**Text section:**
______

Approximately 47% of the aggregate balance at 2020 fiscal year end results from Mr. Lawrence’s voluntary deferrals of compensation to the BRP since participation began in 2017.

  (3) 

Approximately 39% of the aggregate balance at 2020 fiscal year end results from Mr. Porter’s voluntary deferrals of compensation to the BRP since participation began in 2006.

  (4) 

Approximately 71% of the aggregate balance at 2020 fiscal year end results from Ms. Absher’s voluntary deferrals of compensation to the BRP since participation began in 2019.

  (5) 

Approximately 76% of the aggregate balance at 2020 fiscal year end results from Ms. Durbin’s voluntary deferrals of compensation to the BRP since participation began in 2020.

  (6) 

Approximately 39% of the aggregate balance at 2019 fiscal year end results from Mr. Kirkpatrick’s voluntary deferrals of compensation to the BRP since participation began in 2012.

 

 

Potential Payments and Benefits Upon Termination or Change in Control

Under our executive compensation program, severance payments and the provision of benefits can be triggered upon termination of an NEO’s employment and following a Change in Control. These payments may include payments resulting from the employment agreements and EECAs discussed below.

______

**Data shown:**
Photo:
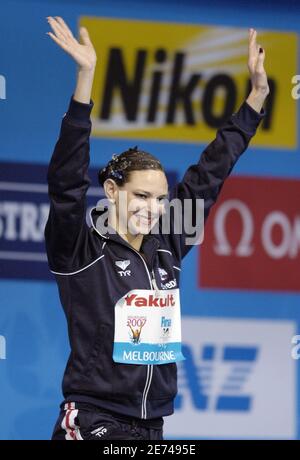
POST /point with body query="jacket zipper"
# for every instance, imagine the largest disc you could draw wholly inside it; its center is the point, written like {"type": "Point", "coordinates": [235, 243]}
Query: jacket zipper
{"type": "Point", "coordinates": [149, 366]}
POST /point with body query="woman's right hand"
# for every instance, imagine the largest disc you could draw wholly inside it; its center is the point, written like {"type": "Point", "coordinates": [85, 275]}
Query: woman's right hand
{"type": "Point", "coordinates": [84, 54]}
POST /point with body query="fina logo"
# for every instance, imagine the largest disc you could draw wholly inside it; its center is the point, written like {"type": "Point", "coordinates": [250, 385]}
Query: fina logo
{"type": "Point", "coordinates": [123, 264]}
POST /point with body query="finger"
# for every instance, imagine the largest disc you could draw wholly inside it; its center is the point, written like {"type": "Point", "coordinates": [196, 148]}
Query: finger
{"type": "Point", "coordinates": [260, 60]}
{"type": "Point", "coordinates": [62, 44]}
{"type": "Point", "coordinates": [64, 26]}
{"type": "Point", "coordinates": [252, 44]}
{"type": "Point", "coordinates": [57, 28]}
{"type": "Point", "coordinates": [84, 35]}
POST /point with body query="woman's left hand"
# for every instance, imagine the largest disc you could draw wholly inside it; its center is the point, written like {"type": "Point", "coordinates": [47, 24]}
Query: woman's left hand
{"type": "Point", "coordinates": [256, 65]}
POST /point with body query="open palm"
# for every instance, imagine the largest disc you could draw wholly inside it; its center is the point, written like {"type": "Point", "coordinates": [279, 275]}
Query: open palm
{"type": "Point", "coordinates": [83, 53]}
{"type": "Point", "coordinates": [256, 64]}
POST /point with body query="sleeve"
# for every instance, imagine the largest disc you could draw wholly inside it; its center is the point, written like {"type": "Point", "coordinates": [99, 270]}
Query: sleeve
{"type": "Point", "coordinates": [204, 180]}
{"type": "Point", "coordinates": [67, 176]}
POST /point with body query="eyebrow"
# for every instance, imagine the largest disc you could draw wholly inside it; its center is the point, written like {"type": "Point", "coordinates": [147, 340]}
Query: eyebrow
{"type": "Point", "coordinates": [150, 194]}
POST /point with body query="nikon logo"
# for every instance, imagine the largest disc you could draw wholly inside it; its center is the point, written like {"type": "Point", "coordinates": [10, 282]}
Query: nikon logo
{"type": "Point", "coordinates": [181, 90]}
{"type": "Point", "coordinates": [181, 82]}
{"type": "Point", "coordinates": [180, 93]}
{"type": "Point", "coordinates": [2, 87]}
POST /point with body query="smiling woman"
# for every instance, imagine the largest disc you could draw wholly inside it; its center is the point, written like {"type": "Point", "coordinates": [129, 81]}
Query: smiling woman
{"type": "Point", "coordinates": [139, 177]}
{"type": "Point", "coordinates": [120, 290]}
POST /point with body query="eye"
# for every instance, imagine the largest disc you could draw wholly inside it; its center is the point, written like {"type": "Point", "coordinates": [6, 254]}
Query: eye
{"type": "Point", "coordinates": [141, 195]}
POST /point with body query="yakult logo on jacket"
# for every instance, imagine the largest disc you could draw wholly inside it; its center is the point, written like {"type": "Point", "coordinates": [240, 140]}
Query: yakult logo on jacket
{"type": "Point", "coordinates": [253, 236]}
{"type": "Point", "coordinates": [133, 300]}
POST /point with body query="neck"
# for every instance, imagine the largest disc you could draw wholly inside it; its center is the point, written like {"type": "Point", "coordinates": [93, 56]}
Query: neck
{"type": "Point", "coordinates": [134, 240]}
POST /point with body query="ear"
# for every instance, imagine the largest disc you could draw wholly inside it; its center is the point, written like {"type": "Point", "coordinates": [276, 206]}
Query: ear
{"type": "Point", "coordinates": [110, 189]}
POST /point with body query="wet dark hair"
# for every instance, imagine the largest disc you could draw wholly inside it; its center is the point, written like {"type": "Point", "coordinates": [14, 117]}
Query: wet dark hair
{"type": "Point", "coordinates": [120, 166]}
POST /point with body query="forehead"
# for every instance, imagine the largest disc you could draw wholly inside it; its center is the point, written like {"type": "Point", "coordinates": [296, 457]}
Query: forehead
{"type": "Point", "coordinates": [150, 180]}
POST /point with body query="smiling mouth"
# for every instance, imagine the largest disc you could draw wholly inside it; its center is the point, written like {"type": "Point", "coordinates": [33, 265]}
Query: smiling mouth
{"type": "Point", "coordinates": [146, 219]}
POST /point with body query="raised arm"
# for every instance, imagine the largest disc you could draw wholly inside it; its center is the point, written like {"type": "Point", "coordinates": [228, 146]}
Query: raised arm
{"type": "Point", "coordinates": [205, 179]}
{"type": "Point", "coordinates": [67, 176]}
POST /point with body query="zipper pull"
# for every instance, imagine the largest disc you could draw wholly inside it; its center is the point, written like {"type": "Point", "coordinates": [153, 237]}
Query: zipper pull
{"type": "Point", "coordinates": [154, 284]}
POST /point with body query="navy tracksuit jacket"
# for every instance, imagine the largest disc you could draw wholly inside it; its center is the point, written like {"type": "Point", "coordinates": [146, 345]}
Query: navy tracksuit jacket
{"type": "Point", "coordinates": [83, 263]}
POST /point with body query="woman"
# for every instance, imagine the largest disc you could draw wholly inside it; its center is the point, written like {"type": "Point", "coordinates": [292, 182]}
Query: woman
{"type": "Point", "coordinates": [118, 283]}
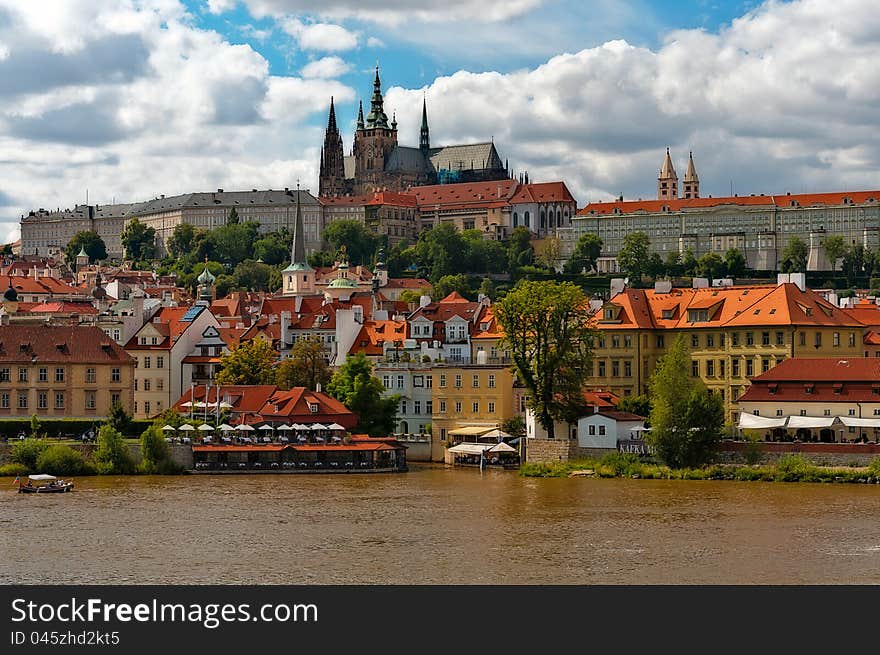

______

**Prompt A:**
Which lines of the records contain the string "logo"? Pull out each one, and treat uppercase and lowercase letters as different.
**Prompt B:**
Can you take the text on executive compensation and termination payments further, continuing on from its final sentence?

**Task answer A:**
POST /point with body query="fina logo"
Query: fina logo
POST /point with body query="nikon logo"
Query: nikon logo
POST /point with body query="yakult logo on jacket"
Query: yakult logo on jacket

**Task answer B:**
Employment Agreements

Below is a description of the termination provisions included in each of the employment agreements and EECAs. As of August 31, 2020, the then serving NEOs are also bound under the terms of their employment agreements to certain non-competition provisions during the term of the employment and for 18 months thereafter and certain non-solicitation restrictions for a period of two years after termination of employment.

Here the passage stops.